Texto del documento:
━━━━━━━━━━━━━━━━

Por Michel Hubaut, OFM
En los escritos de Francisco y de Clara no hay
indicio alguno de «mariolatría» o de devoción sensiblera. En ellos aparece una
contemplación equilibrada y profunda de María, esa mujer que ocupa un lugar
único en la historia de la salvación. Francisco expresa lo esencial de su
piedad mariana en dos textos admirables por su concisión y densidad espiritual.
El primero es una antífona que él
recitaba al principio y al final de cada una de las Horas de su Oficio de la
Pasión:
«Santa Virgen María, no ha nacido en el mundo
entre las mujeres ninguna semejante a ti, hija y esclava del altísimo Rey sumo
y Padre celestial, madre de nuestro santísimo Señor Jesucristo, esposa
del Espíritu Santo: ruega por nosotros... ante tu santísimo Hijo amado, Señor y
maestro».
La oración de Francisco asocia inmediatamente
a la Virgen María a la obra de la salvación realizada por Dios trino. Nunca la
contempla sola; siempre la ve en relación con las tres divinas personas. Es la
hija elegida del Padre creador, el gran logro de su creación. Dios quiso a
María para darle la carne a su Hijo. María es la esclava del plan de amor del
Padre. Es, título bastante raro, la esposa del Espíritu Santo, llena de gracia
y totalmente disponible a su acción creadora. Y es, sobre todo, la madre del
santísimo Señor Jesucristo, el Hijo amado del Padre. Si Clara se siente
hondamente conmovida porque «un Señor tan grande y de tal calidad» quiso
encarnarse «en el seno de la Virgen», Francisco, por su parte, rebosa de
gratitud a la mujer que hizo posible este abajamiento de Dios y en cuyo seno
«recibió la carne verdadera de nuestra humanidad y fragilidad».

━━━━━━━━━━━━━━━━

Datos almacenados

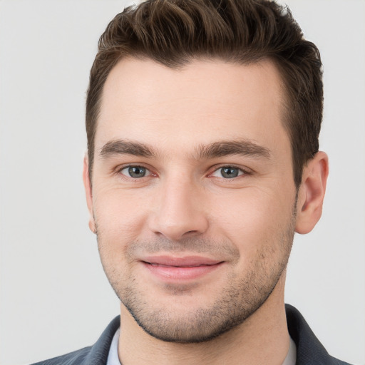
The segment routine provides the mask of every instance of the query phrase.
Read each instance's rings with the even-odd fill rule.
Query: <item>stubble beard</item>
[[[136,284],[136,277],[131,274],[125,279],[123,275],[118,275],[118,268],[110,268],[108,260],[103,260],[103,235],[98,230],[97,237],[101,262],[108,279],[121,303],[138,325],[156,339],[188,344],[207,341],[219,336],[242,324],[262,306],[287,267],[294,238],[294,224],[295,215],[293,213],[289,224],[277,238],[279,241],[279,245],[274,242],[273,245],[276,250],[280,250],[279,260],[271,264],[269,257],[274,249],[264,247],[262,251],[257,251],[255,264],[245,277],[238,278],[237,274],[231,274],[227,280],[226,287],[214,303],[209,307],[187,309],[182,314],[174,313],[172,306],[155,307],[153,303],[148,302],[145,294]],[[210,243],[205,243],[205,247],[210,245]],[[195,247],[196,252],[198,252],[196,247],[205,246],[204,241],[193,239],[185,242],[183,247],[186,247],[187,244],[188,247]],[[175,244],[157,242],[149,247],[154,246],[156,250],[157,247],[166,248],[168,246],[170,251],[178,250],[178,247],[173,245]],[[222,247],[225,245],[225,242],[220,243]],[[134,244],[134,247],[140,246],[140,243]],[[130,247],[133,247],[133,244]],[[204,251],[205,249],[201,248],[200,252]],[[175,294],[184,294],[178,291]],[[178,297],[177,300],[179,300]]]

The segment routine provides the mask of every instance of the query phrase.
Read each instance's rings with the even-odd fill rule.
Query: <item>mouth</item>
[[[165,281],[186,281],[207,275],[221,267],[224,261],[189,256],[155,256],[141,260],[154,276]]]

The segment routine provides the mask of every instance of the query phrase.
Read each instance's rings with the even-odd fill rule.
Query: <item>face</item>
[[[129,58],[108,77],[91,226],[123,307],[156,338],[207,341],[272,295],[296,220],[281,84],[269,61]]]

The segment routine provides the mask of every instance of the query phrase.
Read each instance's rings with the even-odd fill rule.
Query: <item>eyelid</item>
[[[220,165],[218,167],[217,167],[217,166],[215,167],[213,171],[209,174],[209,176],[214,176],[213,174],[215,173],[216,173],[217,171],[218,171],[224,168],[237,168],[237,170],[240,170],[240,173],[242,173],[240,175],[238,175],[237,176],[236,176],[235,178],[232,178],[231,179],[225,179],[225,180],[233,180],[235,178],[238,178],[239,176],[242,176],[242,175],[249,175],[251,173],[251,171],[248,168],[243,168],[242,166],[237,166],[237,165],[235,165],[235,164],[230,164],[230,163],[227,164],[226,163],[224,165]],[[218,176],[215,176],[215,177],[218,178]],[[220,176],[219,178],[222,178],[222,179],[224,179],[224,178],[222,176]]]
[[[123,170],[125,170],[125,169],[128,169],[128,168],[143,168],[145,169],[146,175],[145,175],[145,176],[143,176],[141,178],[132,178],[132,176],[128,176],[128,174],[124,174],[124,173],[122,173],[122,171]],[[150,168],[148,168],[147,166],[145,166],[143,163],[128,163],[127,165],[119,165],[115,169],[115,173],[117,173],[117,174],[118,174],[120,175],[122,175],[123,178],[128,178],[128,179],[132,179],[132,180],[141,180],[143,178],[148,178],[150,176],[155,176],[156,175],[155,173],[153,173],[151,171],[151,169]]]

━━━━━━━━━━━━━━━━

Consigna del ejercicio: Escribe la continuación del texto sobre la piedad mariana de Francisco y Clara a partir de su última oración.

Resultado de la tarea:
En María, Dios plantó su tienda entre
nosotros. María es el tabernáculo de la Nueva Alianza. María no es un mito ni
un ídolo, sino nuestra humanidad que recibe a Cristo en nombre de todos y antes
que todos. Ella da nuestra humanidad a Dios y Dios a nuestra humanidad. ¡María
es la humanización, la inculturación carnal de Dios! ¡No le da una naturaleza
humana ficticia o aparente! Como todo hijo, Cristo recibe de María sus rasgos,
sus gestos, sus actitudes, su entonación... María hace de Cristo un hombre.
«Naturaliza» a Dios en la condición humana y, al mismo tiempo, diviniza nuestra
naturaleza. María es, de hecho, el modelo perfecto de la Iglesia y de todo
cristiano, cuya misión consiste en «humanizar» a Dios y en «divinizar» al
hombre.
Así, pues, Francisco y Clara contemplan en
María ese realismo permanente del misterio de la encarnación. En efecto, si lo
separamos de su madre, Jesús corre peligro de perder su humanidad y convertirse
en el mito de un rey glorioso sin consistencia ni raíces históricas, o en la
mera ideología de un reformador genial sin ascendencia divina. Sin María, dejan
de unirse en Cristo Dios y la humanidad. En María, todo está en relación con
Cristo y depende de Cristo. Es imposible comprender la misión de la Madre sin
contemplar la del Hijo.
Por todas estas razones, Francisco «rodeaba de
amor indecible a la Madre de Jesús, por haber hecho hermano nuestro al Señor de
la majestad. Le tributaba peculiares alabanzas, le multiplicaba oraciones, le
ofrecía afectos, tantos y tales como no puede expresar lengua humana» (2 Cel
198).
El segundo texto, el Saludo a la
bienaventurada Virgen María, es, a la vez, un ejemplo de la creación lírica
de Francisco en honor de María y una expresión de su veneración filial. Utiliza
en él su método preferido, la oración litánica, y casi todas sus imágenes
expresan la maternidad de María, es decir, su excepcional intimidad con Dios.